##### Material shown

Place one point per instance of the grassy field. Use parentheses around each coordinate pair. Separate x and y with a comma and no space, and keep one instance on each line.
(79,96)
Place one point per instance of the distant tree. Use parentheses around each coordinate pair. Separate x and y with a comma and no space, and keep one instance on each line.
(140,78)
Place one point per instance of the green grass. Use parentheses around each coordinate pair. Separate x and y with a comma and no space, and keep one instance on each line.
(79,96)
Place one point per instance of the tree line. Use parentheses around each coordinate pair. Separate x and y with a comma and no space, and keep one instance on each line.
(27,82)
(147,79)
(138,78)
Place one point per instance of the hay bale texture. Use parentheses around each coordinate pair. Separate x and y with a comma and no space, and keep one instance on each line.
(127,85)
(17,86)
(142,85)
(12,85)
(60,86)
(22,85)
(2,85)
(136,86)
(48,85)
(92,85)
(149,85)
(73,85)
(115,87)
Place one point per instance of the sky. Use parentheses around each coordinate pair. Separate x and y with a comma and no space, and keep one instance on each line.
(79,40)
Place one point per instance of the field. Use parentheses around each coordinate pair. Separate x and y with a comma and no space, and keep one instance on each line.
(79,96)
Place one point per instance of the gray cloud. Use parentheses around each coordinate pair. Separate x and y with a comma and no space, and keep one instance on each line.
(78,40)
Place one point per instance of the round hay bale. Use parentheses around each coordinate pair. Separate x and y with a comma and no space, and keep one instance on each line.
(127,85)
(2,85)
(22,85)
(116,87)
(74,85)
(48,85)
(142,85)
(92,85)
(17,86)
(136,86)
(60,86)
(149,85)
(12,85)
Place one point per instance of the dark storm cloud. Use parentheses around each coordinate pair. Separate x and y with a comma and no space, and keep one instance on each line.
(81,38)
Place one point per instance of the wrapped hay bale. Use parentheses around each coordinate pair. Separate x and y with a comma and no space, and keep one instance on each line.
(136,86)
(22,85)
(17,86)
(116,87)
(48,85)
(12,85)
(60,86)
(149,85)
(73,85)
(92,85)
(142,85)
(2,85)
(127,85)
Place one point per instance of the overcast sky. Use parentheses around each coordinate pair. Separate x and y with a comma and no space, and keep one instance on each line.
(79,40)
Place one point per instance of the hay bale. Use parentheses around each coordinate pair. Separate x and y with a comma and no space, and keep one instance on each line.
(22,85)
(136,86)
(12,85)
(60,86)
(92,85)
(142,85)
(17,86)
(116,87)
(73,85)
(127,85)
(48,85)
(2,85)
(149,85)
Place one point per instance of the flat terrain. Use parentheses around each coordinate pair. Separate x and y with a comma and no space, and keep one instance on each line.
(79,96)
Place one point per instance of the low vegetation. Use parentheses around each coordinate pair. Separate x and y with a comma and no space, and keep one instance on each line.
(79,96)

##########

Reproduce all of the records above verbatim, line for line, preserving their original order and formatting.

**Complete response**
Place one point per instance of the grassy field. Use parentheses around each coordinate pair. Separate x and y with a comma and no space, and keep one instance on each line.
(79,96)
Place one point per instance of the distant tree. Use parentheses around each coordinate pair. Separate x and y with a comma and no space, and keep one instance on each line.
(140,78)
Place one point per instance of the green grass. Use parentheses around each coordinate pair. Separate x and y with a comma and no space, and keep one instance on each line.
(79,96)
Place one point per instance of the tree line. Use parentheses around each coordinate pair. Separate x and y with a comma and no space, and keep one instance on each line.
(27,82)
(147,79)
(138,78)
Place one point per instance of the hay bale texture. Use parentheses around each coordinate pair. Separate x and y with a comma and no space, and keep one instance on each line.
(127,85)
(17,86)
(142,85)
(12,85)
(60,86)
(22,85)
(2,85)
(136,86)
(48,85)
(92,85)
(149,85)
(73,85)
(115,87)
Place one point per instance of the sky. Use parentheses around each coordinate pair. Separate x and y with a comma and no space, and keep one instance on each line.
(79,40)
Place one point per instance of the field. Use parentheses around each coordinate pair. Separate x and y with a comma and no space, and keep one instance on each line.
(79,96)
Place one point per instance of the gray cloud. Use parentheses around each coordinate pair. Separate x and y with a comma and no space, and keep one instance on each line.
(78,40)
Place one point per instance of the round hay bale. Use parentheses around each coordinate pair. Separate x and y with a comma and no space, and keep one instance on each line.
(127,85)
(2,85)
(22,85)
(116,87)
(74,85)
(48,85)
(142,85)
(92,85)
(17,86)
(136,86)
(60,86)
(149,85)
(12,85)
Place one point per instance of the dark storm cloud. Use parentheses around each coordinate pair. Separate x and y with a comma and no space, and keep one instance on each line.
(81,38)
Place one point per instance of the wrapped hay bale. Use parentheses around each coordinate pair. Separate x and y with a comma and no space, and keep one instance on each line.
(136,86)
(22,85)
(17,86)
(116,87)
(48,85)
(12,85)
(60,86)
(149,85)
(73,85)
(92,85)
(142,85)
(2,85)
(127,85)
Place one point per instance of the overcast sky. Use parentheses around each coordinate pair. Separate x and y with a comma and no space, and keep one instance on each line.
(79,40)
Place one point per instance of the hay bale. Use parentheses around each coordinate pair. Separate x and y with a comma and no space, and keep one instance on each line.
(22,85)
(136,86)
(12,85)
(60,86)
(92,85)
(142,85)
(17,86)
(116,87)
(73,85)
(127,85)
(48,85)
(2,85)
(149,85)
Place one point per instance of the flat terrain. Use parentheses around each coordinate pair. Separate x and y with a comma and no space, and keep one instance on each line.
(79,96)
Place one point per instance of the low vegetation. Use parentheses around each coordinate pair. Separate x and y with a comma and no space, and keep one instance on each line.
(79,96)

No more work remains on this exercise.